▶ [Supplied data]
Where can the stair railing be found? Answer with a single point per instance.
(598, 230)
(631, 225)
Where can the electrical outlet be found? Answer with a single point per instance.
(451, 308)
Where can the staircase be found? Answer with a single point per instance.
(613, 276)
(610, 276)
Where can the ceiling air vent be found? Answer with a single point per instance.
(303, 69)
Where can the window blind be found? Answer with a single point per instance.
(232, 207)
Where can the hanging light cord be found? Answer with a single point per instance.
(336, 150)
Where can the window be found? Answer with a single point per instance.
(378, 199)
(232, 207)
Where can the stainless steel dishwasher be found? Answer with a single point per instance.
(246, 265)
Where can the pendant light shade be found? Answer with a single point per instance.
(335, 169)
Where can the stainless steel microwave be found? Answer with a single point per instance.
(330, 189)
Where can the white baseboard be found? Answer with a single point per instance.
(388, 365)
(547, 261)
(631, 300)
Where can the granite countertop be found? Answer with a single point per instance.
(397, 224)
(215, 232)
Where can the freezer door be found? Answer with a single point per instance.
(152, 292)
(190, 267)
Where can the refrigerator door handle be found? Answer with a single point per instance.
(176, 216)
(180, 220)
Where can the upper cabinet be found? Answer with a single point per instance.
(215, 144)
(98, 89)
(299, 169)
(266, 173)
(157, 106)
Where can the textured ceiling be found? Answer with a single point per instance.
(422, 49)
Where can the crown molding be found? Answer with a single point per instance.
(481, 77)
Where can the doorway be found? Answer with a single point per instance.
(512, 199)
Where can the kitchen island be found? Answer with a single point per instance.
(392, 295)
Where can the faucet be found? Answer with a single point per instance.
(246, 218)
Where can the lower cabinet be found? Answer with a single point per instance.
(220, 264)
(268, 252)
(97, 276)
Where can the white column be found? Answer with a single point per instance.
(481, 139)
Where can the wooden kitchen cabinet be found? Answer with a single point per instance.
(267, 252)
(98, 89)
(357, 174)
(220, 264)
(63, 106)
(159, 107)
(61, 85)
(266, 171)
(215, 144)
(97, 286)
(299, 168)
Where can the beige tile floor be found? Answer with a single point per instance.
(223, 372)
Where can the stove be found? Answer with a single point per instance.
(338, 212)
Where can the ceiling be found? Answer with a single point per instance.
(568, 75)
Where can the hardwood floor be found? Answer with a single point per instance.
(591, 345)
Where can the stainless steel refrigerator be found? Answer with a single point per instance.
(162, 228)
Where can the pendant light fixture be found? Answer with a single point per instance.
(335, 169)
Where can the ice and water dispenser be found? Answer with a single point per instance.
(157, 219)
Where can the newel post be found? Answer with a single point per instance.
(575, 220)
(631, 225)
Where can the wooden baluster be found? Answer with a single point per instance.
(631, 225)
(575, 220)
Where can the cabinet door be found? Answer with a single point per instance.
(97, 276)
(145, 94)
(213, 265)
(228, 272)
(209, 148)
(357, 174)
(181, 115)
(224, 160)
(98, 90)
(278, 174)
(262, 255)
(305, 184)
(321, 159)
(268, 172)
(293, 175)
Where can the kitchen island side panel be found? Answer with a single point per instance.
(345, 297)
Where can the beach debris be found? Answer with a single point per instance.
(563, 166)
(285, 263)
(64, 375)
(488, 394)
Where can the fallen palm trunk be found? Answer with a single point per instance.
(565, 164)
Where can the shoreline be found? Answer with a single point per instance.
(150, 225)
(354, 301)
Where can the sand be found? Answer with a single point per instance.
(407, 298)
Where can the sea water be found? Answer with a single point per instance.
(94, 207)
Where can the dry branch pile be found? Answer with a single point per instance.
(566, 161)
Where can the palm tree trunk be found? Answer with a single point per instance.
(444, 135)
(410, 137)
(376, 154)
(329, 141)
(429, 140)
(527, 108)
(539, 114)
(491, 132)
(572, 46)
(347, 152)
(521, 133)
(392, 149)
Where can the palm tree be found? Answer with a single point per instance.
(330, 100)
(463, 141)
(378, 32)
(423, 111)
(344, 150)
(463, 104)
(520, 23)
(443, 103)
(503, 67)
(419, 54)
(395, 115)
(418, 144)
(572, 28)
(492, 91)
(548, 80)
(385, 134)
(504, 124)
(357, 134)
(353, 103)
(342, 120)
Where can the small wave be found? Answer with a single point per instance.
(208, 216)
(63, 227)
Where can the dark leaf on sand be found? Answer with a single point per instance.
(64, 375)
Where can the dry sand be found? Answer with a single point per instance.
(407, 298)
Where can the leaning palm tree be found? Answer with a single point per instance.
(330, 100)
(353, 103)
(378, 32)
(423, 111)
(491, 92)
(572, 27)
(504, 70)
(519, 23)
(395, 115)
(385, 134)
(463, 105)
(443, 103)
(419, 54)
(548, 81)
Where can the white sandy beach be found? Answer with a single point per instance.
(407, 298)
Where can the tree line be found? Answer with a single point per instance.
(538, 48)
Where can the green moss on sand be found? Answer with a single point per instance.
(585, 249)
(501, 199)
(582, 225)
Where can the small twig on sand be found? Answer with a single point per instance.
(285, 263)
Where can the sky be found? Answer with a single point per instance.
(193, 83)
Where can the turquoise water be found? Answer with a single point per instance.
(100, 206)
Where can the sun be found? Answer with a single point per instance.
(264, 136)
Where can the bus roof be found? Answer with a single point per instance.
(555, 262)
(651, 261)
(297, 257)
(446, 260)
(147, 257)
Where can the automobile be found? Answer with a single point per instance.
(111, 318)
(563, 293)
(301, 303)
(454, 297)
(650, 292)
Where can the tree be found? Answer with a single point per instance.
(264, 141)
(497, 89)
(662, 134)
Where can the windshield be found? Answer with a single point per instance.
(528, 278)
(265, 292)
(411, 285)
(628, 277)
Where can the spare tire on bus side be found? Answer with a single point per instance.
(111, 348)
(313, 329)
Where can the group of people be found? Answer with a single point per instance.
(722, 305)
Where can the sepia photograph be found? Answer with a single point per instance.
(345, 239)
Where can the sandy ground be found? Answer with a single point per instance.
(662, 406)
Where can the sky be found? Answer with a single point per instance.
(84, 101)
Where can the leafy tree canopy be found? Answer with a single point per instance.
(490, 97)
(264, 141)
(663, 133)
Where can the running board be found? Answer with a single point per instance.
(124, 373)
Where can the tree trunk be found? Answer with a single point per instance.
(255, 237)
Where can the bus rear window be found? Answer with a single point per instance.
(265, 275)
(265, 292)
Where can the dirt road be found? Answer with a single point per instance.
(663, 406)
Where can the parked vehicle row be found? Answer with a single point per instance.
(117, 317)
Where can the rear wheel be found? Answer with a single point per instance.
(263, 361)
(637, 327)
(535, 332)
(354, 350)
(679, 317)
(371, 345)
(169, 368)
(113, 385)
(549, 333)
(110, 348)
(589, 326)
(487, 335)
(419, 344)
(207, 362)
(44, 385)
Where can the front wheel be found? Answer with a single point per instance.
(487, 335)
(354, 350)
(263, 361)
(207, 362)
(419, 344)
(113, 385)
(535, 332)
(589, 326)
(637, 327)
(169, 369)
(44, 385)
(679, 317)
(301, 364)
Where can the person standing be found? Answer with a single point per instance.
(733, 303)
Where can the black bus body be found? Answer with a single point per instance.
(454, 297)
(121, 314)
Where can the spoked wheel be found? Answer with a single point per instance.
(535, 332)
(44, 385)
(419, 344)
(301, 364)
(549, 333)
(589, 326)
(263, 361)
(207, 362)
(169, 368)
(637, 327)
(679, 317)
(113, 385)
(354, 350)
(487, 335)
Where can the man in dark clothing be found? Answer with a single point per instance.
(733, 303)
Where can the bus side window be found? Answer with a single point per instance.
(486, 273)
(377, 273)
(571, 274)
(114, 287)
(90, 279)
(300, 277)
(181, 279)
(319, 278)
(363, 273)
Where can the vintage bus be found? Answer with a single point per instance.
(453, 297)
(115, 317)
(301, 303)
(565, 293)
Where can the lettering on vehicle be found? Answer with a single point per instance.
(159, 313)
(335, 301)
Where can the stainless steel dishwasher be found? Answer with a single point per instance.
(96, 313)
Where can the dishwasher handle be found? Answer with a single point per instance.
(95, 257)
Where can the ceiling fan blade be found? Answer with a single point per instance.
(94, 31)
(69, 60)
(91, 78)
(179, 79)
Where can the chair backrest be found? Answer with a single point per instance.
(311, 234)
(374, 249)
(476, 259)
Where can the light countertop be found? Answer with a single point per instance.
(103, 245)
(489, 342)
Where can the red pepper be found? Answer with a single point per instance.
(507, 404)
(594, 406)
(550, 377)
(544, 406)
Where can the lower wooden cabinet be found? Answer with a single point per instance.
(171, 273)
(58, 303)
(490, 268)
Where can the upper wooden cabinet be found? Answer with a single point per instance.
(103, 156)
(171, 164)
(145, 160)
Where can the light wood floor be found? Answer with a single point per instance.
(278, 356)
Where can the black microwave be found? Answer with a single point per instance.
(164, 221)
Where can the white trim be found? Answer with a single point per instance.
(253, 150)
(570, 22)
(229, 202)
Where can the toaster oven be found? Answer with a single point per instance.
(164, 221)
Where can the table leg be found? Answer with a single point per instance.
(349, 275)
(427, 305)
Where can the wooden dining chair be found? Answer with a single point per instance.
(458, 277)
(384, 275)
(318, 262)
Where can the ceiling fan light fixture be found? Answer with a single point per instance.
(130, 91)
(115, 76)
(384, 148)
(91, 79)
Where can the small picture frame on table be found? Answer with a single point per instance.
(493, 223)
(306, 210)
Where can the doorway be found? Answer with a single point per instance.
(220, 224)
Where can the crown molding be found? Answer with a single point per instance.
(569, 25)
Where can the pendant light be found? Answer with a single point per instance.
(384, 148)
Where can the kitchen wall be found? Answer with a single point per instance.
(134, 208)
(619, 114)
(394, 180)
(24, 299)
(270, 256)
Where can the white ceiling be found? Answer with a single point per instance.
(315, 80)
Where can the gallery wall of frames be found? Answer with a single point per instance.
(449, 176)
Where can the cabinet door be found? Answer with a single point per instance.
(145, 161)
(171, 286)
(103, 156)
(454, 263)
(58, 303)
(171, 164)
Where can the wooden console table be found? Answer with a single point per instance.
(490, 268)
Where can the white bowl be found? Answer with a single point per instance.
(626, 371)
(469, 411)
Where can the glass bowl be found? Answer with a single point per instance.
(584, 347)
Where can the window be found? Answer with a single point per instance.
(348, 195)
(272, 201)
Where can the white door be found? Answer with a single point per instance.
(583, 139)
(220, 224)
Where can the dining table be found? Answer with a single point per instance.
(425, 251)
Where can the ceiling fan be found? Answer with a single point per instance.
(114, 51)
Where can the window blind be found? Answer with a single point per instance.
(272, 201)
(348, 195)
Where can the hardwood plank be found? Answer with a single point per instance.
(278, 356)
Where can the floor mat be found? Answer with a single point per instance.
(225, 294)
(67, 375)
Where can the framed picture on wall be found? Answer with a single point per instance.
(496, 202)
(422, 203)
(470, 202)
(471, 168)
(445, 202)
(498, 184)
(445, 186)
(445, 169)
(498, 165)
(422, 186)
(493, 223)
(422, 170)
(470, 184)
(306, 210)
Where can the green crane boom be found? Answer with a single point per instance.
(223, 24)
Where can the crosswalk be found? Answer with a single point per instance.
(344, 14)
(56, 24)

▶ [Short exercise] Using the material above, extract the line that contains "Where can the hardwood plank" and every line after it, exactly as given; stop at the last line.

▶ [Answer to this task]
Where can the hardwood plank be found? Answer with a single point per instance.
(278, 356)
Where can the floor mat be found? Answer with a single point per instance.
(225, 294)
(67, 375)
Where can the framed picture on wall be found? Answer with a single point per instance.
(496, 202)
(422, 203)
(470, 202)
(471, 168)
(445, 202)
(498, 184)
(445, 186)
(445, 169)
(498, 165)
(422, 186)
(493, 223)
(422, 170)
(470, 184)
(306, 210)
Where can the green crane boom be found? Answer with a single point per instance.
(223, 24)
Where can the crosswalk be found? Answer with a single point per instance.
(344, 14)
(56, 24)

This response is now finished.